**Problem statement:**
Begin at the start of the data and stop after the line that contains "M55 101L49 103L49". Please write those lines out again with "stone" swapped for "rock" and nothing else changed, omitting the pictures.

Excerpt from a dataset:
▼

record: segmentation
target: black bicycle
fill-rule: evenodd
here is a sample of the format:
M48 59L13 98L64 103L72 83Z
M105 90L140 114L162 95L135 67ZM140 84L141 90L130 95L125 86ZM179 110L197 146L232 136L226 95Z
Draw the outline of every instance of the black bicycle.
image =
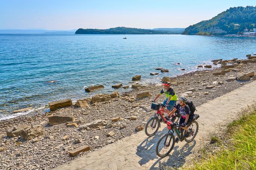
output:
M196 120L199 117L198 114L195 114L193 120L188 126L190 134L186 134L186 131L184 130L181 131L181 134L178 123L171 122L168 117L166 116L165 118L167 119L166 123L169 131L161 136L157 141L155 147L155 152L157 156L161 157L165 157L172 151L175 143L175 138L174 135L174 132L179 141L182 141L185 140L188 143L192 142L198 132L198 123Z

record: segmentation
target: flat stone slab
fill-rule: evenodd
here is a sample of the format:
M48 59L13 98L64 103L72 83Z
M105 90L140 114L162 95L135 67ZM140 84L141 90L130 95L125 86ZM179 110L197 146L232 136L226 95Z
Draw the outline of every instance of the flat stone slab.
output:
M25 111L28 111L29 110L30 110L31 109L32 109L33 108L32 107L27 107L26 108L21 108L21 109L19 109L18 110L14 110L14 111L12 111L12 113L19 113L19 112L24 112Z
M69 153L70 155L72 156L75 156L82 152L87 151L89 150L90 149L90 146L81 146L78 148L76 148L75 150L69 152Z
M55 101L49 103L49 107L51 111L55 110L59 108L66 107L71 105L72 105L71 99Z

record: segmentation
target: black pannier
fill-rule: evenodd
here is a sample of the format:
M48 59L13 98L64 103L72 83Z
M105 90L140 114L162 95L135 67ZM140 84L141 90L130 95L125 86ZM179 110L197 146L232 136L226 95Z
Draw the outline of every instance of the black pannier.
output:
M154 110L157 110L160 108L160 105L157 103L152 102L151 104L151 109Z

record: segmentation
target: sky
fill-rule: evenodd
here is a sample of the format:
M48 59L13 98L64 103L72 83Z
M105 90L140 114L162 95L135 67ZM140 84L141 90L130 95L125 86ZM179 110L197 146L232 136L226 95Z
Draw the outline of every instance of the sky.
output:
M0 0L0 29L185 28L254 1Z

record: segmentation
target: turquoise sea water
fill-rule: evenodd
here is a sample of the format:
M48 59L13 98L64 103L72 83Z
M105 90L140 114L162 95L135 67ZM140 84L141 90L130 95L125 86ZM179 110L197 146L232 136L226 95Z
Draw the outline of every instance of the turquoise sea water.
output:
M109 93L112 85L128 84L136 75L142 75L142 82L154 82L197 70L198 65L213 59L245 58L256 52L255 47L253 38L0 35L0 120L18 115L12 113L18 109L40 109L49 101ZM157 67L169 72L160 73ZM152 76L151 72L160 74ZM53 80L57 81L46 83ZM105 88L85 92L85 87L99 84Z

▲

**Solution to the problem:**
record: segmentation
target: black bicycle
fill-rule: evenodd
here is a sample of the format:
M48 59L13 98L64 103L72 83Z
M105 90L140 114L162 95L135 67ZM140 84L141 90L130 95L125 86ZM179 110L197 146L232 136L226 95Z
Draw the outline of every instance of the black bicycle.
image =
output:
M196 120L199 117L198 114L195 114L193 120L188 126L190 134L186 134L186 131L184 130L181 131L181 134L178 123L171 122L168 117L166 116L165 118L167 119L166 123L169 131L161 136L157 141L155 147L155 152L157 156L161 157L165 157L172 151L175 143L175 138L174 135L174 132L179 141L182 141L185 140L188 143L192 142L198 132L198 123Z

record: segmentation
target: flat rock slab
fill-rule: evenodd
here is a sample of the format:
M48 59L13 98L64 103L72 83Z
M105 90L140 114L162 95L135 67ZM140 84L141 90L130 95L125 86ZM179 110L197 146L232 136L226 95Z
Draw the outline of every instance of the flat rock slab.
output:
M25 111L28 111L29 110L30 110L31 109L32 109L33 108L32 107L27 107L26 108L21 108L21 109L19 109L18 110L14 110L14 111L12 111L12 113L19 113L19 112L24 112Z
M69 153L70 155L72 156L75 156L82 152L87 151L89 150L90 149L90 146L81 146L78 148L76 148L75 150L69 152Z
M55 101L49 103L49 107L51 111L55 110L59 108L66 107L71 105L72 105L71 99Z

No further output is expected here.